▸ **網頁節選**:
------------------------------------

上面程序的實現很簡單,我們直接使用TextInputFormat類來讀取上面生成的隨機數文件(data1data2)。因爲文件裏面的數據是正整數,所以我們在 SimpleMapper 類裏面直接將value轉換成int類型,然後賦值給IntWritable。等數據到 SimpleReducer 的時候,同一個Reduce裏面的Key已經全部有序;因爲我們設置了一個Reduce作業,這樣的話,我們就實現了數據全局有序。運行如下:

[[email protected] /home/iteblog]$ hadoop jar total-sort-0.1.jar com.iteblog.mapreduce.sort.TotalSortV1 /user/iteblog/input /user/iteblog/output
 
[[email protected] /home/iteblog]$ hadoop fs -ls /user/iteblog/output
Found 2 items
-rw-r--r--   3 iteblog supergroup          0 2017-05-09 11:41 /user/iteblog/output/_SUCCESS
-rw-r--r--   3 iteblog supergroup    1131757 2017-05-09 11:41 /user/iteblog/output/part-r-00000
 
[[email protected] /home/iteblog]$ hadoop fs -cat /user/iteblog/output/part-r-00000 | head -n 10
0
0
0
0
1
1
1
1
1
1
 
[[email protected] /home/iteblog]$ hadoop fs -cat /user/iteblog/output/part-r-00000 | tail -n 10
32766
32766
32766
32766
32767
32767
32767
32767
32767
32767

從上面的測試結果也可以看出,我們只生成了一個數據文件,而且這個文件裏面的數據已經全局有序了。

------------------------------------

▸ **你要做的**:
A) 把網頁節選中以「上面程序的實現很簡單」開頭的那段改寫成條列,保留主要事實。
B) 從網頁節選的最後一句之後接着往下寫,繼續講這個 MapReduce 全局排序的內容。
後面的資料行與網頁節選無關。

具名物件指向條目
------------------------------------

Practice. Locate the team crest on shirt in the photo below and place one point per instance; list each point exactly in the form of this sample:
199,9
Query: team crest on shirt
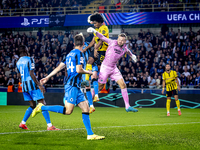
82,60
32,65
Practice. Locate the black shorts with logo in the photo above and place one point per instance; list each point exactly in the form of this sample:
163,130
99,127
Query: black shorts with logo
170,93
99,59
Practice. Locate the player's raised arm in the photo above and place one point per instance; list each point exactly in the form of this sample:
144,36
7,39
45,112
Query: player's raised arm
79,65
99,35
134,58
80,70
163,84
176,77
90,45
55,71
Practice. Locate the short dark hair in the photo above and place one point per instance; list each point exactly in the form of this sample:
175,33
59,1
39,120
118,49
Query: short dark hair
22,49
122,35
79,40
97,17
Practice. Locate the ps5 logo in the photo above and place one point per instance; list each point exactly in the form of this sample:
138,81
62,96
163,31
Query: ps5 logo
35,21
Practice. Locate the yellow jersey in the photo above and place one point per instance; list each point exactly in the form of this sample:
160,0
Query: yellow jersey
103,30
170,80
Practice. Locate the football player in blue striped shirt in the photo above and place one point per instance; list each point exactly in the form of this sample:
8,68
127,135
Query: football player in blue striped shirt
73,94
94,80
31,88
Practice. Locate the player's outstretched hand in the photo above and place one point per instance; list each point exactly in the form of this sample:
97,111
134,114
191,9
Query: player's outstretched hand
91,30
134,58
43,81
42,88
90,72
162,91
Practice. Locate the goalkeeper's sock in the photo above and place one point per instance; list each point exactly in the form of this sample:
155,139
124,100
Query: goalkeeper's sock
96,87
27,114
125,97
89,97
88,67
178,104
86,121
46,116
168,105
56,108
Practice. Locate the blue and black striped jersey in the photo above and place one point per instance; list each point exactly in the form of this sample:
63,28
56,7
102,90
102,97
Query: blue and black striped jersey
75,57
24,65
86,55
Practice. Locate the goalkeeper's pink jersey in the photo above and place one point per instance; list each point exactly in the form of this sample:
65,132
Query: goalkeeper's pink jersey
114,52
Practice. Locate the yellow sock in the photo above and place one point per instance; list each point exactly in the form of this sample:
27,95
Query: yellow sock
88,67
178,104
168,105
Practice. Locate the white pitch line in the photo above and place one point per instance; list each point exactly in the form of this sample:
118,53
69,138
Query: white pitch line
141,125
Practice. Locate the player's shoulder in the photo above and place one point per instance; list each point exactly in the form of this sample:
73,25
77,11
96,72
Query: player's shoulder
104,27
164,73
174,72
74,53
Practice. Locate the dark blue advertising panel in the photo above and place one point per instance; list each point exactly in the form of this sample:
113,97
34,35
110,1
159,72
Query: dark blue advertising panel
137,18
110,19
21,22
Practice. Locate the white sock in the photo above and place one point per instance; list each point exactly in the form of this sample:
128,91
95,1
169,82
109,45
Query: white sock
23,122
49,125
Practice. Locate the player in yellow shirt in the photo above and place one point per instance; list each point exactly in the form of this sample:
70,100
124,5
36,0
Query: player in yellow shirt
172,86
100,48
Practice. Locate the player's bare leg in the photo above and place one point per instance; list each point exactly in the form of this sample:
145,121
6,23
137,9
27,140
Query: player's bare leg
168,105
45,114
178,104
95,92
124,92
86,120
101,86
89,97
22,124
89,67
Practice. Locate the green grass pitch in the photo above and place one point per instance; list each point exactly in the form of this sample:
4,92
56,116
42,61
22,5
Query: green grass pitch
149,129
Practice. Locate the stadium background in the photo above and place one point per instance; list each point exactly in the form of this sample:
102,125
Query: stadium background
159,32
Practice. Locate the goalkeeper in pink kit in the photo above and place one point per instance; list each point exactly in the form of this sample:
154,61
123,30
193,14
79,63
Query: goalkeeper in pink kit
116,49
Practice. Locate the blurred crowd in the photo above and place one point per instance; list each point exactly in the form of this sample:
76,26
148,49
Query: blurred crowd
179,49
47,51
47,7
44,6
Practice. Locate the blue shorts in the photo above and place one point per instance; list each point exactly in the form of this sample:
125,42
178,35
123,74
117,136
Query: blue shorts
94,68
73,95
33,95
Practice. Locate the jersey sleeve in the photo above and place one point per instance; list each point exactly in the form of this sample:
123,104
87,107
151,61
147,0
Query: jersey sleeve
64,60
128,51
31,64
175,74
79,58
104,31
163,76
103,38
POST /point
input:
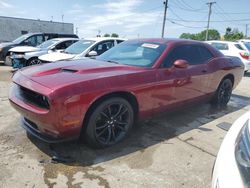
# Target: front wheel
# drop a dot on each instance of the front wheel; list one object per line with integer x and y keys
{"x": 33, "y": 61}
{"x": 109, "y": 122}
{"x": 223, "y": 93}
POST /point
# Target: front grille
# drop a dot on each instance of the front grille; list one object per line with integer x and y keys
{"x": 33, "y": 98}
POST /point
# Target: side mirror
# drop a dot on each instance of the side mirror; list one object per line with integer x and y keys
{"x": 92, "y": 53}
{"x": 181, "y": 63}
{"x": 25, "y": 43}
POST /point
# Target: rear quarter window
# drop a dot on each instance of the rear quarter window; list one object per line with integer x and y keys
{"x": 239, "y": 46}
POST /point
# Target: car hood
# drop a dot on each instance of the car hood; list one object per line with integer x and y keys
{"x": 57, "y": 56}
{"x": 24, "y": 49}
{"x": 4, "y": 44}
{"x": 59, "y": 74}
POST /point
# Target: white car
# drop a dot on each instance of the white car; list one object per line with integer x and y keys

------------------------------------

▸ **各題答案**:
A)
- 直接用 TextInputFormat 類讀取之前生成的隨機數文件(data1、data2)。
- 文件裏的數據是正整數,所以 SimpleMapper 類直接把 value 轉成 int,再賦值給 IntWritable。
- 數據到 SimpleReducer 時,同一個 Reduce 裏的 Key 已經全部有序。
- 因爲只設置了一個 Reduce 作業,數據就實現了全局有序。

B)
自定義分區函數實現全局有序


上面實現數據全局有序有個很大的侷限性:所有的數據都發送到一個Reduce進行排序,這樣不能充分利用集羣的計算資源,而且在數據量很大的情況下,很有可能會出現OOM問題。我們分析一下,MapReduce默認的分區函數是HashPartitioner,其實現的原理是計算map輸出key的hashCode,然後對Reduce個數求模,這樣只要求模結果一樣的Key都會發送到同一個Reduce。如果我們能夠實現一個分區函數,使得

  • 所有 Key < 10000 的數據都發送到Reduce 0;
  • 所有 10000 < Key < 20000 的數據都發送到Reduce 1;
  • 其餘的Key都發送到Reduce 2;

這就實現了Reduce 0的數據一定全部小於Reduce 1,且Reduce 1的數據全部小於Reduce 2,再加上同一個Reduce裏面的數據局部有序,這樣就實現了數據的全局有序。實現如下:

package com.iteblog.mapreduce.sort;
 
import com.iteblog.mapreduce.secondSort.IntPair;
import org.apache.hadoop.conf.Configured;
import org.apache.hadoop.fs.Path;
import org.apache.hadoop.io.IntWritable;
import org.apache.hadoop.io.LongWritable;
import org.apache.hadoop.io.NullWritable;
import org.apache.hadoop.io.Text;
import org.apache.hadoop.mapreduce.Job;
import org.apache.hadoop.mapreduce.Mapper;
import org.apache.hadoop.mapreduce.Partitioner;
import org.apache.hadoop.mapreduce.Reducer;
import org.apache.hadoop.mapreduce.lib.input.FileInputFormat;
import org.apache.hadoop.mapreduce.lib.output.FileOutputFormat;
import org.apache.hadoop.util.Tool;
import org.apache.hadoop.util.ToolRunner;
 
import java.io.IOException;
 
public class TotalSortV2 extends Configured implements Tool {
    static class SimpleMapper extends Mapper<LongWritable, Text, IntWritable, IntWritable> {
        @Override
        protected void map(LongWritable key, Text value,
                           Context context) throws IOException, InterruptedException {
            IntWritable intWritable = new IntWritable(Integer.parseInt(value.toString()));
            context.write(intWritable, intWritable);
        }
    }
 
    static class SimpleReducer extends Reducer<IntWritable, IntWritable, IntWritable, NullWritable> {
        @Override
        protected void reduce(IntWritable key, Iterable<IntWritable> values,
                              Context context) throws IOException, InterruptedException {
            for (IntWritable value : values)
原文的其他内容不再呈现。